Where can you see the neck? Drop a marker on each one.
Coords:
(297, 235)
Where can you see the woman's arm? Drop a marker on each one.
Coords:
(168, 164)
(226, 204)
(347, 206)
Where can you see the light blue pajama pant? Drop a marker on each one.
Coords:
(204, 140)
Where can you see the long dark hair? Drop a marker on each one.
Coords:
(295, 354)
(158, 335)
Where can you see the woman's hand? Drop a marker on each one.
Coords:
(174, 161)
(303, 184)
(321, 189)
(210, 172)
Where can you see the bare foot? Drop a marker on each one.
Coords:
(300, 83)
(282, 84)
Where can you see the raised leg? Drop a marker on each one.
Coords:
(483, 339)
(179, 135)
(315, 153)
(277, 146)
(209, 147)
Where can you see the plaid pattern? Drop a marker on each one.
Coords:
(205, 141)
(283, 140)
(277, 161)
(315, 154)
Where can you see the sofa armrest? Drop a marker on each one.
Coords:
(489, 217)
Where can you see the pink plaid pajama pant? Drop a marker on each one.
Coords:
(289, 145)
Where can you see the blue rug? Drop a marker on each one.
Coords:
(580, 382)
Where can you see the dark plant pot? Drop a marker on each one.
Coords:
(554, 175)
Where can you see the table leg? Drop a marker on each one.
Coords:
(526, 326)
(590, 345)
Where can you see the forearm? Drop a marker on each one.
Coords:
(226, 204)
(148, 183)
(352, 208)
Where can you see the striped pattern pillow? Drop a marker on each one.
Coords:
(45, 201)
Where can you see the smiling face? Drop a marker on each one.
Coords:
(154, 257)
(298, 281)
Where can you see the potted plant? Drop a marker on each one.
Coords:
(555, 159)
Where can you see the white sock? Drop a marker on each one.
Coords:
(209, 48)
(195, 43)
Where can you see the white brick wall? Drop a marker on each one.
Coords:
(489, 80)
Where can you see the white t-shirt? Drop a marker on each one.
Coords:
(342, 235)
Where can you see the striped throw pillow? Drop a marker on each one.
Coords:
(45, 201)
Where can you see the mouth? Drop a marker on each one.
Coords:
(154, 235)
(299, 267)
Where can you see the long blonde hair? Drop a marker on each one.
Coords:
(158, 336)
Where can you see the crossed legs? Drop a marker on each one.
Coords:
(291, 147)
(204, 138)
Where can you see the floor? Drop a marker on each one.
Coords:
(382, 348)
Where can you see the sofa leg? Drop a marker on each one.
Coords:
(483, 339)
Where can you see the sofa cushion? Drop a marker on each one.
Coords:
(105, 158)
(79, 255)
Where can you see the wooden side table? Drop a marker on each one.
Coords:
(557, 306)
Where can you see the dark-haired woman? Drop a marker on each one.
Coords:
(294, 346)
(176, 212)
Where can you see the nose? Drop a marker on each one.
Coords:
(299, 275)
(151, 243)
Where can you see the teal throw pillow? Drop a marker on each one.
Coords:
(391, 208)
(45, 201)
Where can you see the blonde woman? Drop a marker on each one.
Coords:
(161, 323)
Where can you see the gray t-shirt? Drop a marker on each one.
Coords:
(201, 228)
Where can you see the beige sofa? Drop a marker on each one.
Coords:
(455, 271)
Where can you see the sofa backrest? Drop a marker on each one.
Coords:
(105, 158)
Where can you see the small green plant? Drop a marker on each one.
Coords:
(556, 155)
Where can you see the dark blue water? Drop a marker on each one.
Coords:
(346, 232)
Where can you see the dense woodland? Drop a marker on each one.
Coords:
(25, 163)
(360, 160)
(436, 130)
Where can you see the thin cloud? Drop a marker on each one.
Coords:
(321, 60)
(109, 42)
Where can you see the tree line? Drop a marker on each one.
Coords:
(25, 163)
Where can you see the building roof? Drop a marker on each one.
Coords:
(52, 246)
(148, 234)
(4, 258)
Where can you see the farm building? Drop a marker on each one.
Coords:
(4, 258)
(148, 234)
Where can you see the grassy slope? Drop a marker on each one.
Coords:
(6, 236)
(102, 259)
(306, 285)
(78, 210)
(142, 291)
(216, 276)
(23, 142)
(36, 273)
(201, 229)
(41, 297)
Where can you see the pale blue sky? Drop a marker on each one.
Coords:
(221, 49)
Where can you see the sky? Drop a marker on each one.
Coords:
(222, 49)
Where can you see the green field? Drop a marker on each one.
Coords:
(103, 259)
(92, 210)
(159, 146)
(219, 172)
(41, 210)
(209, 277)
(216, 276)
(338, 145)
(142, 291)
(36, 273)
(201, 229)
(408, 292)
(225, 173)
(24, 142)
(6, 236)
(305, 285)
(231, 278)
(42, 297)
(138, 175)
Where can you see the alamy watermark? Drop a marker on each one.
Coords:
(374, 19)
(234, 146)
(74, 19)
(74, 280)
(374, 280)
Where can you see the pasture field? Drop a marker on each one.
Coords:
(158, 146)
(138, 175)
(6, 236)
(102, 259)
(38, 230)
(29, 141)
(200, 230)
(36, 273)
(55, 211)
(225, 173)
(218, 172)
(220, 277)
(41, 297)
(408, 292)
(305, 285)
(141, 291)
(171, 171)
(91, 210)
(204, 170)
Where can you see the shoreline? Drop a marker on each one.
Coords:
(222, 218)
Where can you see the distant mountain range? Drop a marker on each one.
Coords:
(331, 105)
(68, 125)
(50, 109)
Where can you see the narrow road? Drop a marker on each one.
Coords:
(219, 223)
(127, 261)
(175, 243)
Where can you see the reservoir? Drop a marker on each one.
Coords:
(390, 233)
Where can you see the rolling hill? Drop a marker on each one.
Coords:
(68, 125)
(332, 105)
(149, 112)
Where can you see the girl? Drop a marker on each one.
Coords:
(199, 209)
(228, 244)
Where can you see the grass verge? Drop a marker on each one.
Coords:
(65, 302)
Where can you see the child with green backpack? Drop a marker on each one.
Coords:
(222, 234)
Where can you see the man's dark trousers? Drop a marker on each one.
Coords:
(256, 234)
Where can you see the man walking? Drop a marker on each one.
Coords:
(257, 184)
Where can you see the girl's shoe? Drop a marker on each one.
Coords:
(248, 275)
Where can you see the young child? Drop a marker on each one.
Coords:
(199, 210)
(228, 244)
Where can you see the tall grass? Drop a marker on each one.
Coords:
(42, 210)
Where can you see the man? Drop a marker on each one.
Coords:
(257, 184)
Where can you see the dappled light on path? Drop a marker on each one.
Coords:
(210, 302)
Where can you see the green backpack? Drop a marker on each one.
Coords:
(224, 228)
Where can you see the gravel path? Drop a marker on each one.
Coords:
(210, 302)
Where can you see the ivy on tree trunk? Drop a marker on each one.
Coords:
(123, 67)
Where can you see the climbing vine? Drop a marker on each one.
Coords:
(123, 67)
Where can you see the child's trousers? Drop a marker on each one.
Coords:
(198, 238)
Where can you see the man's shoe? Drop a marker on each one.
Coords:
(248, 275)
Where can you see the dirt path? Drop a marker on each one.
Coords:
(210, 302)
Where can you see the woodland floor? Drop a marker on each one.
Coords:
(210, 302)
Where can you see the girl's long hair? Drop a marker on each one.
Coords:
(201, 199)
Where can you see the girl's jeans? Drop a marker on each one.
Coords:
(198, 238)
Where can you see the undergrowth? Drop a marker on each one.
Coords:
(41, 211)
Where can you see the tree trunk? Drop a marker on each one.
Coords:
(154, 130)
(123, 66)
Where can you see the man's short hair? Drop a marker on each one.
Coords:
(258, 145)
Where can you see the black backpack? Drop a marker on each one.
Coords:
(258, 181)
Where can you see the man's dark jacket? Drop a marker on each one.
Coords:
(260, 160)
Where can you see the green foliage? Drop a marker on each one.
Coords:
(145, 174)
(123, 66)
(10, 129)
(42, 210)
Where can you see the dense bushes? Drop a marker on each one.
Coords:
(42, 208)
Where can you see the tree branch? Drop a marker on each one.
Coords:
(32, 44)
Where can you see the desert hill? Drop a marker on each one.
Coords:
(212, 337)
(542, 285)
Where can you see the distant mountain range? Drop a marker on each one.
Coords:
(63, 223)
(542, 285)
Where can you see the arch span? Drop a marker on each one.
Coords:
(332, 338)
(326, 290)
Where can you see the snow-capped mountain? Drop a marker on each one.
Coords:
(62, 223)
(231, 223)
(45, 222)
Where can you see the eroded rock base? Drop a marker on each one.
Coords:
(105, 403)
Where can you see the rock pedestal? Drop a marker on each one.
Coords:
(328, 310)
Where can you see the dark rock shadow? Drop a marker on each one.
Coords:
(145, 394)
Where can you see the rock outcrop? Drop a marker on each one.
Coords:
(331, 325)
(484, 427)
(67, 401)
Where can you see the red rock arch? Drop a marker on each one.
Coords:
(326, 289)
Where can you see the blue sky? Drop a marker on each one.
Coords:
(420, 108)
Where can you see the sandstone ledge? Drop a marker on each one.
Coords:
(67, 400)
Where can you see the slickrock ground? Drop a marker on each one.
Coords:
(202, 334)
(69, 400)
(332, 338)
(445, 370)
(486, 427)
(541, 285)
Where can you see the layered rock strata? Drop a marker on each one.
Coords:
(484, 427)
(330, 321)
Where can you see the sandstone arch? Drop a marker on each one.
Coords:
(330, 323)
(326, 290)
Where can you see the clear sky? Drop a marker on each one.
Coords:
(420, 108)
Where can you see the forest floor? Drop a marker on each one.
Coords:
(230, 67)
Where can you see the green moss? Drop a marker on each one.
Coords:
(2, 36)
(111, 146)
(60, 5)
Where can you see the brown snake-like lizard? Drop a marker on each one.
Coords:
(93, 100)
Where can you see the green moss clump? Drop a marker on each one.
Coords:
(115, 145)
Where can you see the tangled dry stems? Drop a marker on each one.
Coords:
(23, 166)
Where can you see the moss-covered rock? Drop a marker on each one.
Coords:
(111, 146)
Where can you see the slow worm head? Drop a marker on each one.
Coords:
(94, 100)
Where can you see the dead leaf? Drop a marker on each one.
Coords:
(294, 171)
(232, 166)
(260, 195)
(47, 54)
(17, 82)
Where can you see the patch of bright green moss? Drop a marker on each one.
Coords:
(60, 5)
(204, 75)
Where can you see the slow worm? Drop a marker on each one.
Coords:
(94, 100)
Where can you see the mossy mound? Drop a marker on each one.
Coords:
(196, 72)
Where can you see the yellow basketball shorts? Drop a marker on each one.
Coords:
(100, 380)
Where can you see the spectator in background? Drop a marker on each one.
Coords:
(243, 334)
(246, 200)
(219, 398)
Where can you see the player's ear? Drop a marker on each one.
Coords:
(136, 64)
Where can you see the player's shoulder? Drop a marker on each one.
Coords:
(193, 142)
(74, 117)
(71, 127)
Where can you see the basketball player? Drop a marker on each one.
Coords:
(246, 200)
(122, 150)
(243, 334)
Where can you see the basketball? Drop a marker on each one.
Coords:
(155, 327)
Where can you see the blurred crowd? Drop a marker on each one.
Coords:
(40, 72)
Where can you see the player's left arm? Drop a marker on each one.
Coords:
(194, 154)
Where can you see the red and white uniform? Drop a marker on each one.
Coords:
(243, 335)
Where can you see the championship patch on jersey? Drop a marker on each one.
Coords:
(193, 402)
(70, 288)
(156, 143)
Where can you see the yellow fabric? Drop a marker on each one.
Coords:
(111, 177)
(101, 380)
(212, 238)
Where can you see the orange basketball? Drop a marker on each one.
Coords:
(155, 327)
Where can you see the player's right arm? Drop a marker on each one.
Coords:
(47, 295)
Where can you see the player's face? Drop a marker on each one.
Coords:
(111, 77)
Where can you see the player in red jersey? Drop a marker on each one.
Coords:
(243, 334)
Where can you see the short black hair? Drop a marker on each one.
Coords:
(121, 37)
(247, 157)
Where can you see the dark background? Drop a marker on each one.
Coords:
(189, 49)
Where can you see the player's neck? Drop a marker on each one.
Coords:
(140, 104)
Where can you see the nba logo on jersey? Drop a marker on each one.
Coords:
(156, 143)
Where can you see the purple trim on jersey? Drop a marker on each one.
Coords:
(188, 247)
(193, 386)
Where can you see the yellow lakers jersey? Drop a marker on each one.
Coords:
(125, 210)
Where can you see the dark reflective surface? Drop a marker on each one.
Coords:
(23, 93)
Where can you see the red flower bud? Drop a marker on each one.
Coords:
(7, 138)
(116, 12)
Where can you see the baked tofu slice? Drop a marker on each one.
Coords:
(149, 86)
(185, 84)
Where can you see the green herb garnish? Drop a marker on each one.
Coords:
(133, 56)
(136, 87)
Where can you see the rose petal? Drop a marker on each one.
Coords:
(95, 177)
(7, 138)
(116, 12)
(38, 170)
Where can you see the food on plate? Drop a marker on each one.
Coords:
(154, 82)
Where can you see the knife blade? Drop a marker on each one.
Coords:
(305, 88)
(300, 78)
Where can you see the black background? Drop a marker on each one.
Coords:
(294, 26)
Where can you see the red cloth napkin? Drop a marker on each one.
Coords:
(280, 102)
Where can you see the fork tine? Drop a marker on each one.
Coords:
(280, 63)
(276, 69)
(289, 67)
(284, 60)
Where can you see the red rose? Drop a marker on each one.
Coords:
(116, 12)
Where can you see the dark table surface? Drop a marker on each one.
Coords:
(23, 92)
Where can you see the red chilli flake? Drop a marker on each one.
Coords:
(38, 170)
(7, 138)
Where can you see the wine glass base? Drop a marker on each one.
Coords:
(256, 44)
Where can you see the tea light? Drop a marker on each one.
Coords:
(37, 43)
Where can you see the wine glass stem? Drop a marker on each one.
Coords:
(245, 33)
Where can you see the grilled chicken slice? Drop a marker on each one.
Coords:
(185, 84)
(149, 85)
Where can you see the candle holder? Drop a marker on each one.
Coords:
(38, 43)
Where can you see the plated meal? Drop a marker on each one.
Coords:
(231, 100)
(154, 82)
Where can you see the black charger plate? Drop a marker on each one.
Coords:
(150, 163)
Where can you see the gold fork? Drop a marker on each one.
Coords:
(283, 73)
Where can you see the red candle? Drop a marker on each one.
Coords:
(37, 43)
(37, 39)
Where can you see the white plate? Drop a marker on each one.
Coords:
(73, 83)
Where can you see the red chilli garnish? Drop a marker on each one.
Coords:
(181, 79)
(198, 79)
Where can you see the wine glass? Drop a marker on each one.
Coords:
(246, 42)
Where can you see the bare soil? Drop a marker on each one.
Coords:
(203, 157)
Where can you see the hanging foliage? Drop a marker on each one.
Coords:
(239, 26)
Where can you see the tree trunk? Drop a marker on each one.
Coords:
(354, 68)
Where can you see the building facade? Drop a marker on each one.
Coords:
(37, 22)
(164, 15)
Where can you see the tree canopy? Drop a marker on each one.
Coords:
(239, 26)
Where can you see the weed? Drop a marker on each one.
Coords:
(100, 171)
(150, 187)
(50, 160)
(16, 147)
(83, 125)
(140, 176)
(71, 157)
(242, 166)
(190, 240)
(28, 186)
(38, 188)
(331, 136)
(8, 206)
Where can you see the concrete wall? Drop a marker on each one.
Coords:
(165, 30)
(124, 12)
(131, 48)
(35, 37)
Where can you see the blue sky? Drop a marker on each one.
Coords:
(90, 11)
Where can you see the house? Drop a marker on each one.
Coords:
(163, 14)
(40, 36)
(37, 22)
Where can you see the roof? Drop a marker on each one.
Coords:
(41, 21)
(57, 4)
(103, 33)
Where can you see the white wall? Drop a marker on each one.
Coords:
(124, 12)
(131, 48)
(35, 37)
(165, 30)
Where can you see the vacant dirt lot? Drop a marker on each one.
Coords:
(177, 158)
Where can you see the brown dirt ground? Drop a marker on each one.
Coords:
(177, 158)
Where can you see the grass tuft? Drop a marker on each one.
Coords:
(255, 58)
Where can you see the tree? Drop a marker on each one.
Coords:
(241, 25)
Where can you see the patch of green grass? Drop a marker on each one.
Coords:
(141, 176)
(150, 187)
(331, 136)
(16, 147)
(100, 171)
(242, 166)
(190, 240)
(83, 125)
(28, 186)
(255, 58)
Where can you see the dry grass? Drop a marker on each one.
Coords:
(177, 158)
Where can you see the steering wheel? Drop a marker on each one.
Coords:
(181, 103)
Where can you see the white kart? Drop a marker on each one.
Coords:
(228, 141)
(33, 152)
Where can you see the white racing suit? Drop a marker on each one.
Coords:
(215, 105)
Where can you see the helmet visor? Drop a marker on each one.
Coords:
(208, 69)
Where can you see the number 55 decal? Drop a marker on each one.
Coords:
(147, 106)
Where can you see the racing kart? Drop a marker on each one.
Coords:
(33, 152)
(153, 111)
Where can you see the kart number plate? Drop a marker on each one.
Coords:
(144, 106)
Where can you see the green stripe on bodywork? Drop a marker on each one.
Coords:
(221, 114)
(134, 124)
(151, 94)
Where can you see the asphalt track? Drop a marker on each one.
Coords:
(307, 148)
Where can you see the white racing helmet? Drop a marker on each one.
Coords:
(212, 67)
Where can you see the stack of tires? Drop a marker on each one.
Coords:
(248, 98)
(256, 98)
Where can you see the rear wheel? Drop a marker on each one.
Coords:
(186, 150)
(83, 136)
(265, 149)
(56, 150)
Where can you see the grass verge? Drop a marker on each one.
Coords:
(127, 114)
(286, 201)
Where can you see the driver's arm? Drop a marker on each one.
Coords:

> _What you are asked to do_:
Every line of the listing above that contains "racing" is to be copied.

> _Solution to the exercise_:
Where can you see the white racing suit? Drop a marker on each one.
Where can you see the racing kart? Drop a marker on each one.
Where can you see the white racing helmet? Drop a marker on each one.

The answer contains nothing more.